Instructions to follow
Can you pull every line of text from the data below, copying each one word for word and leaving out the pictures?

-------- Extracted records --------

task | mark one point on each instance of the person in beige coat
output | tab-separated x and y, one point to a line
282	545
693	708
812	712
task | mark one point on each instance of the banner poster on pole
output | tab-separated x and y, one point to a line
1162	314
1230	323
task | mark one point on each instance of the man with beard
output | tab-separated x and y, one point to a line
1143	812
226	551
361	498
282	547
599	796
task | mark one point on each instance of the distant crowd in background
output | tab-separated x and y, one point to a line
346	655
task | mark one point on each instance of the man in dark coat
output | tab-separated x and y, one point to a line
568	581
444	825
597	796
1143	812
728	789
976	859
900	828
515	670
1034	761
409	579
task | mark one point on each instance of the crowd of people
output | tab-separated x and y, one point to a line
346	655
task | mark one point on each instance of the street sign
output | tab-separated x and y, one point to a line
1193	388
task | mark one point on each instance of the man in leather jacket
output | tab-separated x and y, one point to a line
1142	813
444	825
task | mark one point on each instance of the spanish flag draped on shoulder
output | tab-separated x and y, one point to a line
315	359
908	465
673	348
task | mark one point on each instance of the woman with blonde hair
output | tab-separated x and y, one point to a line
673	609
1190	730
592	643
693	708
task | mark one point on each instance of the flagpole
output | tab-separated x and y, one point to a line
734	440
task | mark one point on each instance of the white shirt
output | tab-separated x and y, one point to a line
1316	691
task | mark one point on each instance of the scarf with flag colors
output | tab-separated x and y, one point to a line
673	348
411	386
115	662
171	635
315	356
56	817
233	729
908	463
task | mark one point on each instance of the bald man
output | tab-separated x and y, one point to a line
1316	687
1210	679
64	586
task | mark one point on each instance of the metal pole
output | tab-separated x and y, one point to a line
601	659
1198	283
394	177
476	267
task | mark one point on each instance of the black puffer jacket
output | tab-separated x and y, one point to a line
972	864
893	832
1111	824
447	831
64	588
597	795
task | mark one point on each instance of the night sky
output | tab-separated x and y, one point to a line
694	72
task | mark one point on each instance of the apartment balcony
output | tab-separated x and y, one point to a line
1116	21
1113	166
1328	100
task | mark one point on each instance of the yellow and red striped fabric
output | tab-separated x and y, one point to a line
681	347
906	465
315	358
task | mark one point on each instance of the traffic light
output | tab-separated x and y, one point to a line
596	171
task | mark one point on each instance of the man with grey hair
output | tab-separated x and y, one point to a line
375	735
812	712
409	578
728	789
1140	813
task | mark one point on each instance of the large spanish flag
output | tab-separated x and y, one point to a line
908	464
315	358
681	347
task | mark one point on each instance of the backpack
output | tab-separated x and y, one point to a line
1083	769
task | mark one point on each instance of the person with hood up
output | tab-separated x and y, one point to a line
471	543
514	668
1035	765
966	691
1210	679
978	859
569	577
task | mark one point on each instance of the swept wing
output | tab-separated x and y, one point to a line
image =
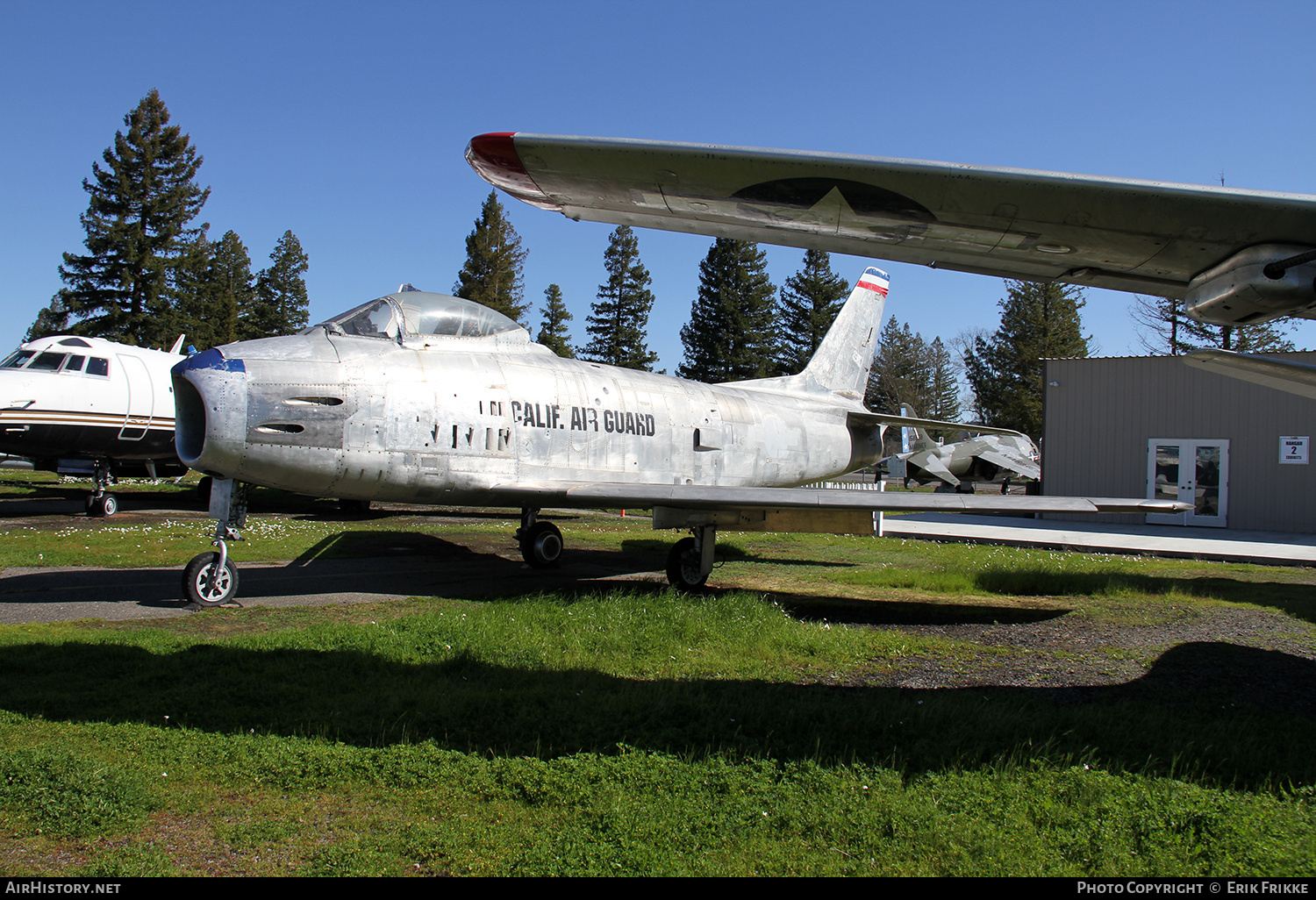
697	496
1150	237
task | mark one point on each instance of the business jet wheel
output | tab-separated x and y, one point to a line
541	545
197	575
683	566
102	507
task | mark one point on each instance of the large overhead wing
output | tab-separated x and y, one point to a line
697	496
1012	462
1149	237
1281	374
934	424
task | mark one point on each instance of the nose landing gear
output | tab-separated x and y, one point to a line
211	579
100	503
541	542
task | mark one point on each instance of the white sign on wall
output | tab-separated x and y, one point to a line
1295	449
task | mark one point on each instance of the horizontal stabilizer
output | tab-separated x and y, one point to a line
911	421
695	496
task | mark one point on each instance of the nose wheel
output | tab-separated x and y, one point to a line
691	560
100	503
211	579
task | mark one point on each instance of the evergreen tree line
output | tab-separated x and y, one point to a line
149	274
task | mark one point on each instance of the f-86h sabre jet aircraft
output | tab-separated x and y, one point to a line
71	402
958	465
424	397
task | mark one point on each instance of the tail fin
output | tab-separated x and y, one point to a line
842	361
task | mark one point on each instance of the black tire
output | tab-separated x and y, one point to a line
541	545
683	566
195	576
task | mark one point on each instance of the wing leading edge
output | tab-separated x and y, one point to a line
1149	237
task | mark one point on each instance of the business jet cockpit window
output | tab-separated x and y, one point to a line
18	360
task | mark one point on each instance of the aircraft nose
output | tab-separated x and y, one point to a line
210	396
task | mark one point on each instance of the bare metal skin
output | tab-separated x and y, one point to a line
423	397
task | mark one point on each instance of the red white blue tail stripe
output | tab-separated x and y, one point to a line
874	279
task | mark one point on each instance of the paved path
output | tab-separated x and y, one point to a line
1265	547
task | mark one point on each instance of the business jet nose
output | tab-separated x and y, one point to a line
211	399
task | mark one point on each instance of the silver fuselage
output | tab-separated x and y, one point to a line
452	420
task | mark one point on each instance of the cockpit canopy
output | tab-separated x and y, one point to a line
420	313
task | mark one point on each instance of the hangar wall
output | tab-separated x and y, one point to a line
1099	415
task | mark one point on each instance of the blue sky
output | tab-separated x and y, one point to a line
347	123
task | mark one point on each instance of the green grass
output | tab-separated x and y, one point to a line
607	729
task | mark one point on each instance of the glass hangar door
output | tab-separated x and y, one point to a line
1191	471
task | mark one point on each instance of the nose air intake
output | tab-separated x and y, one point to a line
208	391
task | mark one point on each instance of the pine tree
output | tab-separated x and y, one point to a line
1166	331
553	332
1039	321
234	289
137	232
213	287
731	332
279	305
810	302
620	316
900	375
494	258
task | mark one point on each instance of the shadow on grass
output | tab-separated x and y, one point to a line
1298	600
726	553
1205	712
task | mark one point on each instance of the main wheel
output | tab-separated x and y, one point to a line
683	566
541	545
197	581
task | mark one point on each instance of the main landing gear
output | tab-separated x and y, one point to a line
691	560
541	542
102	504
211	579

--------

Result of this exercise
task | mark one point on each instance of the person in beige coat
output | tab-separated x and y, one point to a line
282	545
693	708
812	712
task | mark one point on each instance of the banner poster on pole
output | tab-separated x and y, one point to a line
1162	314
1230	323
task | mark one point on each instance of the man with beard
output | tab-separated x and y, one point to a line
1143	812
226	551
361	498
282	547
599	796
task | mark one point on each instance of the distant crowd in background
output | tab-separated x and y, one point to a line
346	655
task | mark one point on each instance of the man in dark coat
output | tab-separated x and y, one point to a line
568	581
444	825
597	796
1143	812
728	789
976	859
900	828
515	670
1034	761
409	579
task | mark one point on each instance of the crowd of people
output | tab-separated x and y, one point to a line
346	655
task | mark one point on each instance of the street sign
output | tab-separated x and y, one point to a line
1193	388
task | mark one point on each instance of the man in leather jacket
output | tab-separated x and y, one point to a line
1142	813
444	825
task | mark one point on each instance of the spanish flag draped on shoulder
output | tab-separated x and y, one point to a line
315	359
908	465
673	348
task | mark one point on each instance of the woman with blonde hair
output | tab-separated x and y, one point to a line
673	609
1190	730
592	643
693	708
task | mark one point on each instance of the flagpole
output | tab-separated x and y, one point to a line
734	440
task | mark one point on each instance of the white shirt
output | tab-separated x and y, one point to a line
1316	691
task | mark one point on each instance of the scarf with flag colors
output | tab-separated x and y, one point to a line
673	348
411	386
115	662
171	635
315	356
56	817
233	729
908	463
task | mark one point on each instance of the bald man
output | tab-separated x and y, one point to a line
1316	687
1210	679
64	586
task | mark one point on each instance of the metal pole
output | tab-separated x and y, one point to a line
601	659
1198	283
394	177
476	267
task | mark one point on each instance of the black puffer jacket
output | tab-separated x and y, one point to a line
972	864
893	832
1111	824
447	831
64	588
597	795
task | mark one point on each instance of the night sky
output | tab-separated x and y, one point to a line
694	72
task | mark one point on each instance of the apartment balcony
output | tab-separated x and y, one point to a line
1116	21
1113	166
1328	100
task | mark one point on each instance of the yellow and red striped fabric
output | tab-separated x and y, one point to a line
681	347
906	465
315	358
task | mark one point on each instance of the traffic light
output | tab-separated x and y, one point to a line
596	171
task | mark one point on each instance of the man with grey hair
output | tab-separated x and y, one point to a line
375	735
812	712
409	578
728	789
1140	813
task | mark one point on each instance of the large spanish flag
output | tab-separated x and y, one point to a line
908	464
315	358
681	347
task | mark one point on each instance of the backpack
output | tab-separated x and y, one point to a line
1083	769
task | mark one point on each instance of the person with hood up
output | tab-separated x and y, one point to a line
471	543
514	668
1035	765
966	691
1210	679
978	859
569	577
task | mark one point on each instance of the swept wing
output | tab-separated x and y, one point to a line
image =
697	496
1150	237
task | mark one point on each instance of the business jet wheel
output | tab-separated x and y, one point to a line
541	545
197	575
683	566
102	507
task | mark one point on each instance of the large overhead wing
output | tab-separated x and y, one point to a line
697	496
1012	462
1149	237
1281	374
934	424
task | mark one point on each instance of the nose landing gear
output | tab-separated x and y, one point to a line
211	579
100	503
541	542
task | mark one point on each instance of the white sign on wall
output | tab-separated x and y, one point to a line
1295	449
task | mark one point on each instance of the horizontal stabilizer
output | tab-separated x and y, one point to a line
911	421
695	496
task | mark one point on each instance of the nose wheel
output | tab-separated x and y, one point to a line
691	560
100	503
211	579
task | mark one point on each instance of the evergreen tree line
output | tab-separated x and y, one point to a line
149	274
task | mark one point on each instance of the f-86h sabre jet aircraft
output | tab-separated x and y, one point to a line
71	402
958	465
424	397
task | mark one point on each instance of the tail fin
output | tab-separated x and y, one point to a line
842	361
task | mark one point on each instance of the black tire
output | tab-separated x and y, one point to a line
541	545
683	566
195	576
task | mark one point on each instance of the wing leading edge
output | tab-separated x and y, one point to a line
1149	237
task | mark one point on each instance of the business jet cockpit window
output | tab-separated x and y, one point to a line
18	360
task | mark one point on each instance of the aircraft nose
output | tab-separated x and y, one point to a line
210	396
task | mark one point on each instance of the bare metal skin
output | tab-separated x and y, one point to a line
423	397
task | mark one point on each instance of the red white blue tail stripe
output | tab-separated x and y, one point to a line
874	279
task | mark one point on each instance of the paved path
output | tab-separated x and y, one point to a line
1265	547
task | mark one point on each instance of the business jet nose
output | tab-separated x and y, one point to a line
211	399
task | mark one point on each instance of the silver fuselage
output | tab-separated x and y, one point to a line
452	420
task | mark one point on each instance of the cockpit canopy
output | tab-separated x and y, one point to a line
420	313
task | mark one point on each instance of the hangar wall
output | tab-separated x and y, one point to a line
1099	415
task | mark one point on each instance of the blue sky
output | tab-separated x and y, one point to a line
347	123
task | mark one point on each instance of the green grass
output | tab-separated x and y, one point to a line
607	729
task | mark one point on each instance of the glass hangar door
output | tab-separated x and y, one point to a line
1191	471
task | mark one point on each instance of the nose air intake
output | tab-separated x and y, one point to a line
208	391
task | mark one point on each instance of the pine tree
output | tab-separated x and y, one point to a line
1166	331
553	332
1039	321
234	289
137	232
213	287
731	332
279	305
810	302
620	316
900	375
494	258
task | mark one point on each instance of the shadow on grass
output | tab-separated x and y, one point to a line
1298	600
726	553
1205	712
task | mark one point on each instance of the main wheel
output | tab-separated x and y, one point to a line
683	566
541	545
197	581
task | mark one point on each instance of the main landing gear
output | tab-separated x and y, one point to a line
691	560
541	542
102	504
211	579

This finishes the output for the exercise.